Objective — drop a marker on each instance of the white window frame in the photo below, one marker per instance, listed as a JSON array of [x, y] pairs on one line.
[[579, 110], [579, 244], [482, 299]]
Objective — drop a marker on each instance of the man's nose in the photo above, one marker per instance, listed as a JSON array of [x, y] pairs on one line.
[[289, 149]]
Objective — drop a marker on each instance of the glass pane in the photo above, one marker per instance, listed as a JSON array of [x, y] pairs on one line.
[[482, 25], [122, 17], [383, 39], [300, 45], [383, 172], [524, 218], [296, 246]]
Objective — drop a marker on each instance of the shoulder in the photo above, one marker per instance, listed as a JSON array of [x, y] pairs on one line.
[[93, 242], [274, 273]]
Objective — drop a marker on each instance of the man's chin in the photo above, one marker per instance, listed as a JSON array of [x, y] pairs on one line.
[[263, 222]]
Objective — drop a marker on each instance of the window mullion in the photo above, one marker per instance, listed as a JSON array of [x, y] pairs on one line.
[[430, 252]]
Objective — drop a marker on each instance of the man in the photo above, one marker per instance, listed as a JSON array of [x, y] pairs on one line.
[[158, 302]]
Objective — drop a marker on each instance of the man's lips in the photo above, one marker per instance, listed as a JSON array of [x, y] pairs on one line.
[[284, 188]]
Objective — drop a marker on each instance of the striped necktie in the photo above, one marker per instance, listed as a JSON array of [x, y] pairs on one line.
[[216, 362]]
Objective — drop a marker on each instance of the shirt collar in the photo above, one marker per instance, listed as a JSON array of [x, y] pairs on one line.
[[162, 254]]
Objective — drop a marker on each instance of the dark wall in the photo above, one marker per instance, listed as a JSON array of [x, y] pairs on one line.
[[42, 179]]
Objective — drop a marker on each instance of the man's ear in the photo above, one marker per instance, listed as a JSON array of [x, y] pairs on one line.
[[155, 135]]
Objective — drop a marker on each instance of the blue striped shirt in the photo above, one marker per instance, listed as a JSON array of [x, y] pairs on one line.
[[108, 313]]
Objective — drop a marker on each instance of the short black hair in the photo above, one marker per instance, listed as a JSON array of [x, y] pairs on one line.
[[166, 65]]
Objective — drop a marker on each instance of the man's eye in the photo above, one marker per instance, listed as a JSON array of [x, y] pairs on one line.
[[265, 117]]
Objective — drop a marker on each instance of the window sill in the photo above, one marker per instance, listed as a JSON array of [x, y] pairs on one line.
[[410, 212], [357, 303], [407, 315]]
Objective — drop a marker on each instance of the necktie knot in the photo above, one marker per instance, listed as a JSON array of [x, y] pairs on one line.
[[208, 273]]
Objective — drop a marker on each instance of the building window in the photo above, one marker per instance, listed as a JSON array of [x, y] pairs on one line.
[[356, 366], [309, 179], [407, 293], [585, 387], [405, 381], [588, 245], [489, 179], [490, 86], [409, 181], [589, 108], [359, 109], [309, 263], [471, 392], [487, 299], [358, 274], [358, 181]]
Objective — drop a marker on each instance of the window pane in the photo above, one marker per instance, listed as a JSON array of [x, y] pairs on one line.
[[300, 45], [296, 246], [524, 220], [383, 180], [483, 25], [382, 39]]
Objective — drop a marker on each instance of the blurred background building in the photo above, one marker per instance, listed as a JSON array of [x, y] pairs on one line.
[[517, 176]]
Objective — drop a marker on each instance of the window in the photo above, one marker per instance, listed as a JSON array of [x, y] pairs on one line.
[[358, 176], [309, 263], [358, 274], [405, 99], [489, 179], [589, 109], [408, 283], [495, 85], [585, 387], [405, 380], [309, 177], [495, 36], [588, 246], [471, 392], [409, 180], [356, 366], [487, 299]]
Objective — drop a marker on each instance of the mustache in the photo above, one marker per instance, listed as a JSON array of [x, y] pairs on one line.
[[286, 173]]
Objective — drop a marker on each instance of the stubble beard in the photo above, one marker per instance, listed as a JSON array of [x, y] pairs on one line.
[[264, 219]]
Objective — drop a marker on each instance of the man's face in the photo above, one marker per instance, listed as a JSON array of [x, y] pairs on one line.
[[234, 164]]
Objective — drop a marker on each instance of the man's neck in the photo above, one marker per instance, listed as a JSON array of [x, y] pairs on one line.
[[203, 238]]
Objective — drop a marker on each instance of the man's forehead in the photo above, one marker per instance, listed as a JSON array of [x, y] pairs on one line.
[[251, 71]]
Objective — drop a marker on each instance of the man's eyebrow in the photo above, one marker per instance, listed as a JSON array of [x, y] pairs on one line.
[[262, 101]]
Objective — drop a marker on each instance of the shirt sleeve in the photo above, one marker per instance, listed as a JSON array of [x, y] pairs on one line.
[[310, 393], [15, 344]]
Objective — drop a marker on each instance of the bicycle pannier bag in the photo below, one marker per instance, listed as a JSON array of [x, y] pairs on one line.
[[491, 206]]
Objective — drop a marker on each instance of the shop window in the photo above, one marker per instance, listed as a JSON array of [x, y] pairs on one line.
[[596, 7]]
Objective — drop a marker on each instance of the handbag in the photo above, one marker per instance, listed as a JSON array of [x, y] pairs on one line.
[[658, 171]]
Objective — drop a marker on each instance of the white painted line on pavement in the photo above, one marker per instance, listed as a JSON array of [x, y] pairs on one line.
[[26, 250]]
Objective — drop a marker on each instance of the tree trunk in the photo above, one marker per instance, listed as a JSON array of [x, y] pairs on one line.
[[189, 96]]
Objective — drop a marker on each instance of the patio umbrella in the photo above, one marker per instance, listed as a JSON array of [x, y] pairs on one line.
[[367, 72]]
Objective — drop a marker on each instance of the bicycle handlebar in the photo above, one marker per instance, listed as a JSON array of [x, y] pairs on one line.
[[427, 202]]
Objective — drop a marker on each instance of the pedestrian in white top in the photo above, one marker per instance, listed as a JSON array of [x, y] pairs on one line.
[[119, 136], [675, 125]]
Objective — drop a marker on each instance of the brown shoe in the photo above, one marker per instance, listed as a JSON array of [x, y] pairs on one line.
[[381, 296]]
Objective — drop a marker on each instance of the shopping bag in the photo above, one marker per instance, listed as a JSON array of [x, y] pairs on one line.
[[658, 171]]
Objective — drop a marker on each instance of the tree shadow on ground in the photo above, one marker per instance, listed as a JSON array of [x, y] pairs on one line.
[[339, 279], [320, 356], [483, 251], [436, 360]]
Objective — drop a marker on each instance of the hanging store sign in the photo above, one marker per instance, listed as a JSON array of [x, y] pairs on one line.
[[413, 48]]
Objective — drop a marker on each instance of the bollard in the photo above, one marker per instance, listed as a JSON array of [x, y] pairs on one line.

Problem statement
Rewrite the records above as a numbered list, leaving out any blank lines.

The answer
1. Objective — drop a marker on each instance of the white window frame in the photo below, one marker per instance, listed as a JSON array of [x, y] pairs on one line.
2. [[579, 110], [579, 244], [482, 299]]
3. Objective — drop a marker on each instance of the man's nose in the photo above, one marker per instance, listed as a JSON array of [x, y] pairs on one line.
4. [[289, 149]]
5. Objective — drop a marker on each instance of the glass pane in the photo above, one marker per instance, listed as a JSON array of [x, y] pairs on one line.
6. [[482, 25], [122, 17], [383, 39], [300, 45], [383, 172], [524, 218], [296, 246]]
7. Objective — drop a marker on each instance of the shoulder in the photo above, one marker per instance, listed as a JSON array of [x, y] pairs on one line.
8. [[93, 242], [274, 273]]
9. Objective — drop a marker on each instance of the man's chin in the photo above, one marker per instance, listed as a JSON array of [x, y] pairs on one line.
10. [[263, 222]]
11. Objective — drop a marker on each instance of the window mullion in the photo above, one marker per instance, listed as a JSON array of [x, y] pairs on one line.
12. [[430, 252]]
13. Objective — drop a marker on each instance of the man in the photo above, one marker per instance, listed as a JSON array of [x, y] pairs on one line.
14. [[158, 302]]
15. Objective — drop a marker on each instance of the man's lips in the photo above, one marker per instance, listed as a JSON array of [x, y] pairs on one line.
16. [[284, 188]]
17. Objective — drop a marker on each instance of the striped necktie in the photo above, one marker per instance, listed as a JSON array of [x, y] pairs on one line.
18. [[216, 362]]
19. Objective — drop a marker on each instance of the shirt collar in the photo above, one marker per instance, listed as a JSON array of [x, y] pairs on one line.
20. [[162, 254]]
21. Objective — drop a marker on each instance of the dark wall in the photo above, one marker per instance, listed as a JSON array of [x, y] pairs on one line.
22. [[42, 179]]
23. Objective — drop a marker on each instance of the man's ear in the photo above, one marker per instance, listed as a JSON array of [x, y] pairs on one line.
24. [[155, 135]]
25. Objective — drop a marker on each instance of the blue striped shirt in the photo above, one marker per instance, listed as a JSON array of [x, y] pairs on one line.
26. [[108, 313]]
27. Objective — drop a marker on each instance of the short black hair in the photo above, one marker per instance, listed as a JSON array of [x, y] pairs on one line.
28. [[166, 65]]
29. Objective — drop a marker on each instance of the man's eye in the photo above, one marker per instance, listed as a JSON array of [x, y] pairs on one line.
30. [[265, 117]]
31. Objective — drop a marker on each instance of the window sill in the photo above, one marker per instance, listed as a JSON array of [x, y] pairs on one line.
32. [[410, 212], [357, 303], [407, 315]]
33. Objective — drop a marker on each instance of the necktie knot in the photo above, one marker per instance, listed as a JSON array of [x, y] pairs on one line.
34. [[208, 273]]
35. Objective — drop a marker on each instance of the building window in the photo above, one marker per instance, listed as a JSON array of [x, y] pairs on one line.
36. [[356, 366], [309, 179], [407, 293], [585, 387], [405, 381], [588, 245], [489, 179], [490, 86], [409, 181], [589, 108], [359, 109], [309, 263], [471, 392], [487, 299], [358, 274], [358, 181]]
37. Objective — drop a marker on each instance of the window pane in the photo above, one marker per instance, listed as a JSON array of [x, y] pairs on one line.
38. [[300, 45], [296, 246], [524, 220], [383, 180], [483, 25], [382, 39]]
39. Objective — drop a marker on each instance of the blurred background building in the photo above, one marker per instance, listed as a JSON array of [x, y] pairs on one line.
40. [[517, 176]]
41. Objective — drop a marker on each instance of the window in the photo above, one marker per instance, listed as a JSON array of [x, y] pairs on one line.
42. [[358, 176], [309, 263], [358, 274], [405, 99], [489, 179], [589, 109], [408, 283], [495, 85], [585, 387], [405, 380], [309, 177], [495, 36], [588, 246], [471, 392], [409, 180], [356, 366], [487, 299]]
43. Objective — drop a marker on each instance of the mustache in the photo above, one marker per instance, listed as a JSON array of [x, y] pairs on one line.
44. [[286, 173]]
45. Objective — drop a marker on each instance of the stubble beard in the photo above, one marker per instance, listed as a JSON array of [x, y] pairs on one line.
46. [[264, 219]]
47. Objective — drop a marker on each instance of the man's face in the photo above, one marker per instance, listed as a JSON array of [x, y] pairs on one line.
48. [[234, 164]]
49. Objective — drop a marker on each instance of the man's neck in the photo above, one marker per instance, listed as a JSON array of [x, y] pairs on one line.
50. [[203, 238]]
51. Objective — drop a marker on each instance of the man's forehead in the photo above, one marker per instance, listed as a JSON array of [x, y] pairs on one line.
52. [[251, 71]]
53. Objective — drop a marker on each instance of the man's eyebrow in the photo above, one marker per instance, listed as a JSON array of [x, y] pairs on one line.
54. [[262, 101]]
55. Objective — drop a marker on each instance of the shirt sleeve in the photo above, one marker per instance, listed as a JSON array of [x, y] pairs on one line.
56. [[310, 393], [15, 344]]
57. Objective — drop a marker on each instance of the bicycle pannier bag in the photo below, one marker per instance, listed as a JSON array of [x, y] pairs on one line.
58. [[491, 206]]
59. Objective — drop a marker on each instance of the shop window in the photo above, one marker per instance, listed as a JSON array of [x, y] pairs on one line.
60. [[596, 7]]
61. Objective — drop a marker on each instance of the handbag in the photo above, one marker per instance, listed as a JSON array of [x, y] pairs on one line.
62. [[658, 171]]
63. Objective — drop a marker on each instance of the white painted line on pavement in the photo above, one marker per instance, listed as a JSON array of [x, y] pairs on one line.
64. [[26, 250]]
65. Objective — drop a marker on each instance of the tree trunk in the photo above, one marker per instance, listed as a JSON array of [x, y] pairs on one line.
66. [[189, 96]]
67. Objective — drop a marker on each instance of the patio umbrella in the photo above, one marker per instance, listed as a JSON array of [x, y] pairs on one line.
68. [[367, 72]]
69. Objective — drop a marker on each instance of the bicycle handlebar in the photo above, one marker per instance, listed as a JSON array of [x, y] pairs on one line.
70. [[427, 202]]
71. Objective — drop a marker on each instance of the pedestrian in white top in the photo above, one marker per instance, listed as a JSON array of [x, y] pairs on one line.
72. [[119, 136], [675, 125]]
73. Objective — drop a marker on each instance of the brown shoe in the photo above, one marker per instance, listed as a JSON array of [x, y] pairs on one line.
74. [[381, 296]]
75. Objective — drop a marker on each instance of the shopping bag in the photo above, one marker per instance, listed as a JSON array of [x, y] pairs on one line.
76. [[658, 171]]
77. Objective — drop a marker on each instance of the tree shadow on ground in the photo above, one marker per instance, listed as a JSON array of [x, y] pairs on one line.
78. [[339, 279], [320, 356], [483, 251], [436, 360]]
79. Objective — drop a marker on each instance of the hanging store sign in the photo above, one marker per instance, listed as a JSON array of [x, y] pairs on one line.
80. [[413, 48]]
81. Objective — drop a marker on each instance of the bollard in the photo above, one marker per instance, listed as a JSON array of [x, y] pairs on one line.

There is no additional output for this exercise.